» Entries provided
- - - - - - -

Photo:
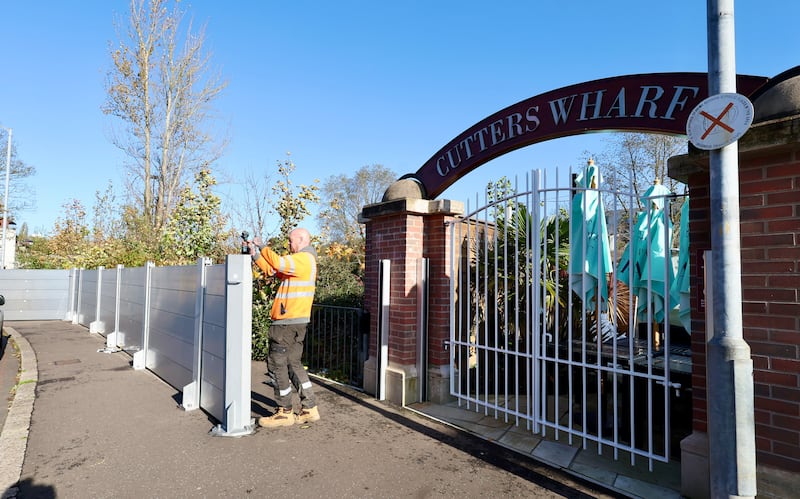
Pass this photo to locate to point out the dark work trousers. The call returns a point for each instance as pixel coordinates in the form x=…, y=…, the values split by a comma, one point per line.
x=285, y=352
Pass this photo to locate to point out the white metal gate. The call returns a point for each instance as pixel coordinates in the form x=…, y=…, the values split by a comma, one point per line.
x=530, y=345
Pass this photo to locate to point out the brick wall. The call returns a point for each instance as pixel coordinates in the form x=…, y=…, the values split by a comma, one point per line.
x=397, y=238
x=770, y=244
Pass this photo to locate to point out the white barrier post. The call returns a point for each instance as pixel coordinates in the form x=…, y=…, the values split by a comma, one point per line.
x=191, y=392
x=238, y=346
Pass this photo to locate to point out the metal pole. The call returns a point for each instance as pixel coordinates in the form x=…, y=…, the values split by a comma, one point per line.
x=5, y=200
x=731, y=427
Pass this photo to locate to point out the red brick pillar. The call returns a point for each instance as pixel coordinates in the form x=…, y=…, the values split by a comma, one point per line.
x=404, y=229
x=769, y=201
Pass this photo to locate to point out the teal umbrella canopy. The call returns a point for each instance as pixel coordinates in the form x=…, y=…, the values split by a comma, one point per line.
x=590, y=254
x=646, y=263
x=679, y=293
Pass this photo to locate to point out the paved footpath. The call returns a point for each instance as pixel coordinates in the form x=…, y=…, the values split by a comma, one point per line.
x=100, y=429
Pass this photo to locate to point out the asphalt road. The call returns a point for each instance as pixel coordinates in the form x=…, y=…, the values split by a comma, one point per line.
x=103, y=430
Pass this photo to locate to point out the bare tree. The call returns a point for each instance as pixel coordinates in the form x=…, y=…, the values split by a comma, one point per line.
x=634, y=161
x=20, y=194
x=345, y=196
x=161, y=89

- - - - - - -

» Your objective
Rewrite all of the data above with each occurrence of "point out" switched to "mark" and every other word left unchanged. Omit the pictures from your reproduction.

» Final answer
Photo:
Pass this photo to locate to mark the dark work trousers. The call returns a point for each instance as pixel coordinates in the form x=…, y=…, the values split by a comma, one point per line.
x=285, y=352
Pass this photo to locate to mark the white metal gate. The call returns a point for each instance as pixel coordinates in the form x=…, y=…, the values split by a comma, one point per line.
x=530, y=345
Pass this photo to locate to mark the brick wall. The call returns a point for each instance as pixel coordinates in the form x=…, y=…, the values split by a comma, one point per line.
x=397, y=238
x=770, y=244
Pass this photo to locate to mark the white barrier post. The call returns a point for each instance as pixel coordinates in the form x=…, y=…, the values split by a comma, one point per line.
x=191, y=392
x=238, y=346
Pass this photo to locate to mark the metal pole. The call returns a point for each instance as pixel coordinates in the form x=…, y=…, the values split by a comma, one point per line.
x=5, y=200
x=731, y=427
Pass this photo to locate to mark the red brick pillar. The call returns a point for each instance as pixel coordinates in the form x=…, y=…, the values split by a comma, one point per line.
x=404, y=229
x=769, y=201
Pass this photo to locate to mark the teal umbrella canopy. The call returns a point for each instance as pixel coordinates in the form x=…, y=…, the values split by a comma, one point per line.
x=590, y=254
x=646, y=263
x=679, y=293
Pass this photo to locate to mark the paved footpath. The call returns a point for each instance as pixel coordinates in the form x=…, y=…, the values split by a comma, one point per line.
x=100, y=429
Pass this photo to locate to mark the asphalt road. The call returns a point for each instance as pixel coordinates in the form x=…, y=…, the values split by a comma, one point per line.
x=103, y=430
Pass this photo to locate to mark the bare tree. The call returns a point for each instance as pixel coordinates in the form x=…, y=…, the values split by a comma, one point per line.
x=634, y=161
x=20, y=194
x=345, y=196
x=161, y=89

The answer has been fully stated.